:: Условие задания ::
Повторите без изменений отрывок приведённых ниже записей: от строки, в которой встречается "foliage in this image?", до конца записей, включая обе границы.
─── Приведённые записи ───
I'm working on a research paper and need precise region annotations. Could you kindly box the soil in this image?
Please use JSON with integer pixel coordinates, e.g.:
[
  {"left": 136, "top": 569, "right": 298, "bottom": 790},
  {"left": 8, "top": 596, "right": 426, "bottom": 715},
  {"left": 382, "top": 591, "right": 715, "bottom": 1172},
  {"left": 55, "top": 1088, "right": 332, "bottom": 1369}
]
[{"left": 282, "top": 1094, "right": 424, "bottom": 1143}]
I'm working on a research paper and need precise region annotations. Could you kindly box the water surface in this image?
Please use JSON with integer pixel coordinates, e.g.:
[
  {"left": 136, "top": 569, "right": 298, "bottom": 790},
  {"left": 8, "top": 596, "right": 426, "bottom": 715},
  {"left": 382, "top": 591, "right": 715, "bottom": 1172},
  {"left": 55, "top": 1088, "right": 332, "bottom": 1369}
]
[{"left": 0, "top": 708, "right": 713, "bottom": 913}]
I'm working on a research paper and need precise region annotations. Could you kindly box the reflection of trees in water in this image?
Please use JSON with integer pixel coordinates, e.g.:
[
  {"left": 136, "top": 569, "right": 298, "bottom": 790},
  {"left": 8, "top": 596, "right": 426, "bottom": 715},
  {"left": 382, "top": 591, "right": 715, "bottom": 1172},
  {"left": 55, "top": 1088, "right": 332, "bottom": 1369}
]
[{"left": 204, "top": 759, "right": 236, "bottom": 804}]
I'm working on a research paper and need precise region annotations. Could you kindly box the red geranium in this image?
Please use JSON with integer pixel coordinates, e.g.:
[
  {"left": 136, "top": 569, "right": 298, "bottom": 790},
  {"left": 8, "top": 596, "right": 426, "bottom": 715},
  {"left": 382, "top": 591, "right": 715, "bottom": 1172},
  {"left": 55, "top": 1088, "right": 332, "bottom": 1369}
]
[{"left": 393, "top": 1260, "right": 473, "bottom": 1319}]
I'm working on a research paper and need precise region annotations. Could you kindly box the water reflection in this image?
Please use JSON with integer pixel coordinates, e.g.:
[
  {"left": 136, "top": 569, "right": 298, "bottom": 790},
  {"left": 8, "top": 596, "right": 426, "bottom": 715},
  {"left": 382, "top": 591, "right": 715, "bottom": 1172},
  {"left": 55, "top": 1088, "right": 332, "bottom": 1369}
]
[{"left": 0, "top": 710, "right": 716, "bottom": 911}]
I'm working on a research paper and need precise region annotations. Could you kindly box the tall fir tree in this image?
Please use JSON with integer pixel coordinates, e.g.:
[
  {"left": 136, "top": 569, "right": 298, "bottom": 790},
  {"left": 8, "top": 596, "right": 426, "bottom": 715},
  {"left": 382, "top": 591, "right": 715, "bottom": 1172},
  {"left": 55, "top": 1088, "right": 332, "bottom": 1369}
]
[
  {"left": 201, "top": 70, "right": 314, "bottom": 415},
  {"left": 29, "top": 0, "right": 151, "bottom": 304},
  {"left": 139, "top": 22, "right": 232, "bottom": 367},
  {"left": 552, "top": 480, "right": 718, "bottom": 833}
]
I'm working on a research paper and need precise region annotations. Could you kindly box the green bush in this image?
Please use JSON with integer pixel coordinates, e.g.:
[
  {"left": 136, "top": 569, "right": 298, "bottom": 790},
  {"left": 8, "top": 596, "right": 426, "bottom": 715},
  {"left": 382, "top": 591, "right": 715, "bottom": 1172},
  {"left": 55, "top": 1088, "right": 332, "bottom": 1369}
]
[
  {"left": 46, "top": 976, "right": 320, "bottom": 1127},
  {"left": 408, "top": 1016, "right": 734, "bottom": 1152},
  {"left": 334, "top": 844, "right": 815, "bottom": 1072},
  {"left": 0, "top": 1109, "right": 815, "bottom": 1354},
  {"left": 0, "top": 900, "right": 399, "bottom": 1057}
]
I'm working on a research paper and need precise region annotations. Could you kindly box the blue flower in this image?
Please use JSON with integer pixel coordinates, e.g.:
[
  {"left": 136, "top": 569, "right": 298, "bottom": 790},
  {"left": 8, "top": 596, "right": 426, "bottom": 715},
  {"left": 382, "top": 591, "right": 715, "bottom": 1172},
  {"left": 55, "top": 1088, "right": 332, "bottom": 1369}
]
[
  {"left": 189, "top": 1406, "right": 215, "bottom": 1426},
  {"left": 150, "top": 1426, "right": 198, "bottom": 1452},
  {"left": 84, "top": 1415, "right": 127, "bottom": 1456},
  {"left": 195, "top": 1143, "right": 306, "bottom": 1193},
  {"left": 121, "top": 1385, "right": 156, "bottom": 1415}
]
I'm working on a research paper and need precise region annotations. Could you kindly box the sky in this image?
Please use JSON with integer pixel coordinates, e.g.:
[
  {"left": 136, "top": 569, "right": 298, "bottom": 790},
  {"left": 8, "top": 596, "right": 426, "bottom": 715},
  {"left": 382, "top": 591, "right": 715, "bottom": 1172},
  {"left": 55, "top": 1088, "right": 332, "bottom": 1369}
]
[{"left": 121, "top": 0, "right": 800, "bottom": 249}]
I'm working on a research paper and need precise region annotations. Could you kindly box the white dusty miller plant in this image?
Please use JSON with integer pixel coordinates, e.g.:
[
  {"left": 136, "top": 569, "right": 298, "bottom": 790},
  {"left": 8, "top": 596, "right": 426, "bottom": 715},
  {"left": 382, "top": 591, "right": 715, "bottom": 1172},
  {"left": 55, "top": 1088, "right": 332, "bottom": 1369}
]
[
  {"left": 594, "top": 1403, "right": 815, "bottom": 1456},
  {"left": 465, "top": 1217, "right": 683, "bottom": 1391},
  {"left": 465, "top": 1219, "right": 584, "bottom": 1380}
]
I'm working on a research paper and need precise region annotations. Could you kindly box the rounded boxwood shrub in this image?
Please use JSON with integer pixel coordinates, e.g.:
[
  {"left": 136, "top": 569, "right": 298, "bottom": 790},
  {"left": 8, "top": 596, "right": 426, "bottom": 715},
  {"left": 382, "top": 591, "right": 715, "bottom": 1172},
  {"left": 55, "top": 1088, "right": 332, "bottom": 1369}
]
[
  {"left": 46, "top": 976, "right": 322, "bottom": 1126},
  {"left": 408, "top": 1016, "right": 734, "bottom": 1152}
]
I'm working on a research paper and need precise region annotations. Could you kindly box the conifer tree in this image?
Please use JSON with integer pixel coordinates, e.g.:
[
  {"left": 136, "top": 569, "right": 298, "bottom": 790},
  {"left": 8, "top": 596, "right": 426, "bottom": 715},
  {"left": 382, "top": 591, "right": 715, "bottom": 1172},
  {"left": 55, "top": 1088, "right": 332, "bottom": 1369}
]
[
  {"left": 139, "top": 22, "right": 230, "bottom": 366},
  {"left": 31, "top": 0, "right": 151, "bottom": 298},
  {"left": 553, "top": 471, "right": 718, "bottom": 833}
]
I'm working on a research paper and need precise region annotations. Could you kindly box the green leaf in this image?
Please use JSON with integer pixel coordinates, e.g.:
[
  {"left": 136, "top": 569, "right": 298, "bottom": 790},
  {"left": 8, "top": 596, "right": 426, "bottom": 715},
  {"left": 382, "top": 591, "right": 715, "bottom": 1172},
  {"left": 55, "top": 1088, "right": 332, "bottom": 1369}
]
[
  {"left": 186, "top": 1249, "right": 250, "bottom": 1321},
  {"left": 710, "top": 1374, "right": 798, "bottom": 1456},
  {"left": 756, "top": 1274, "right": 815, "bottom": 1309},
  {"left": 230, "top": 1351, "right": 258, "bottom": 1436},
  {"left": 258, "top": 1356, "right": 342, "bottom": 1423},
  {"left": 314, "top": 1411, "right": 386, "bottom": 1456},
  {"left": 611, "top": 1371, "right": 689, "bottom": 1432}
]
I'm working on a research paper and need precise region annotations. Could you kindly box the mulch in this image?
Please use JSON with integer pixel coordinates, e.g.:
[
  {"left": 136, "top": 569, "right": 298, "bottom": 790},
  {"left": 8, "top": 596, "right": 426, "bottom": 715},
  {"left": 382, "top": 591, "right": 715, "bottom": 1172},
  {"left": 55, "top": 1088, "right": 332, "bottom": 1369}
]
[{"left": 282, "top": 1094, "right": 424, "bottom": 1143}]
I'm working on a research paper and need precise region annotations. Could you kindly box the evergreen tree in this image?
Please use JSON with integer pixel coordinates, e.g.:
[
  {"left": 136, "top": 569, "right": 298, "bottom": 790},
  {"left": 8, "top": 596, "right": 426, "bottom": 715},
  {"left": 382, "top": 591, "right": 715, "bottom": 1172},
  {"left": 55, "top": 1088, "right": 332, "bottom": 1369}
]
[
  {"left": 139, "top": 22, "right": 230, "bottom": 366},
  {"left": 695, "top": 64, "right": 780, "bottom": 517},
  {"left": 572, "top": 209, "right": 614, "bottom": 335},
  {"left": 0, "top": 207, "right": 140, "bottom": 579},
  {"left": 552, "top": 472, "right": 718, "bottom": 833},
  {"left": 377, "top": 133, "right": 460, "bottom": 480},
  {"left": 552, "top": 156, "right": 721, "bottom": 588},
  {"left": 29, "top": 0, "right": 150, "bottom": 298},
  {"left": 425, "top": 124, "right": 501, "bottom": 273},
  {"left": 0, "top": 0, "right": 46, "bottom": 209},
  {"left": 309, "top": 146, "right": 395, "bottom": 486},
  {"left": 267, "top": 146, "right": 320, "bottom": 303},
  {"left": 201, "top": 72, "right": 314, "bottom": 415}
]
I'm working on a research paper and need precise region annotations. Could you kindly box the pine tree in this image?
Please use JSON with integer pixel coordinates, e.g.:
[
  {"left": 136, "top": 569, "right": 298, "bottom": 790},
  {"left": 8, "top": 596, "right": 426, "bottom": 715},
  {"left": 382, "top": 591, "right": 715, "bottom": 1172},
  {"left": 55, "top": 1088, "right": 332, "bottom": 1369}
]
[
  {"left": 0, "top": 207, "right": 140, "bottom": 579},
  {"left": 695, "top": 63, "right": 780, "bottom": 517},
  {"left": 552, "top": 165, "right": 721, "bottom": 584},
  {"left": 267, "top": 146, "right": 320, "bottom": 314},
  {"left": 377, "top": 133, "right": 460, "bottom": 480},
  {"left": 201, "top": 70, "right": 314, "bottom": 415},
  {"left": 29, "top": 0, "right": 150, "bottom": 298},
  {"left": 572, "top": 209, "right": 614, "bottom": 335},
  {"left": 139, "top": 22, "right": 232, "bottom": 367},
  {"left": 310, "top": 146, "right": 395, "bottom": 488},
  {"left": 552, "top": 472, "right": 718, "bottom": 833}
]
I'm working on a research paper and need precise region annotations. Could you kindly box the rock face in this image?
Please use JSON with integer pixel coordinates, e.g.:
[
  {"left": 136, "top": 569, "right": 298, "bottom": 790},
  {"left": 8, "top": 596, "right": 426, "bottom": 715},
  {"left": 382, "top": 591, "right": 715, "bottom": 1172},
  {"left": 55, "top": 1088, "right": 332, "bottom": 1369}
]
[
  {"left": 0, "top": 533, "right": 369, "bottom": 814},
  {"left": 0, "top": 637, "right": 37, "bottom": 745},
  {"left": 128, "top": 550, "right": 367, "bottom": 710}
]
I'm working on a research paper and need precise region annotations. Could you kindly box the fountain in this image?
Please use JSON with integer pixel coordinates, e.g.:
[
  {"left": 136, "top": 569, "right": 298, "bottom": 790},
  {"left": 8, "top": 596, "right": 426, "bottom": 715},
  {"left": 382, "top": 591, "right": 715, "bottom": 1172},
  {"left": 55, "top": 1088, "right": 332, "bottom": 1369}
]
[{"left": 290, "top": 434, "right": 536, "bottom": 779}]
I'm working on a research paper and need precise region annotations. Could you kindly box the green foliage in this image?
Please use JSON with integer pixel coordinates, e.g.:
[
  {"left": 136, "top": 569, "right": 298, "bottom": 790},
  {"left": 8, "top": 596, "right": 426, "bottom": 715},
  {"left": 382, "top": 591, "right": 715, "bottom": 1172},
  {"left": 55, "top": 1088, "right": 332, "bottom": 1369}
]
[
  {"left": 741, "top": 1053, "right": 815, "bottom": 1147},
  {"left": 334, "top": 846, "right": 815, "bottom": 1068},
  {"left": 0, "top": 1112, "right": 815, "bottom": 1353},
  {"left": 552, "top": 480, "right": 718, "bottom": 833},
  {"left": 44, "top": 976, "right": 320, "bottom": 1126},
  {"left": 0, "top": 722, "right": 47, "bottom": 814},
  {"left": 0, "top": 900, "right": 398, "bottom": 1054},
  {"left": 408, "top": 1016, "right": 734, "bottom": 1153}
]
───
:: Ожидаемый результат ::
I'm working on a research paper and need precise region annotations. Could you kindly box the green foliage in this image?
Please use JSON with integer pixel coordinates, e.g.:
[
  {"left": 136, "top": 569, "right": 298, "bottom": 790},
  {"left": 8, "top": 596, "right": 426, "bottom": 715},
  {"left": 382, "top": 591, "right": 715, "bottom": 1172},
  {"left": 55, "top": 1088, "right": 332, "bottom": 1369}
]
[
  {"left": 741, "top": 1053, "right": 815, "bottom": 1147},
  {"left": 334, "top": 846, "right": 815, "bottom": 1068},
  {"left": 0, "top": 1112, "right": 815, "bottom": 1353},
  {"left": 552, "top": 480, "right": 718, "bottom": 833},
  {"left": 44, "top": 976, "right": 320, "bottom": 1126},
  {"left": 0, "top": 722, "right": 47, "bottom": 814},
  {"left": 0, "top": 900, "right": 398, "bottom": 1054},
  {"left": 408, "top": 1016, "right": 734, "bottom": 1153}
]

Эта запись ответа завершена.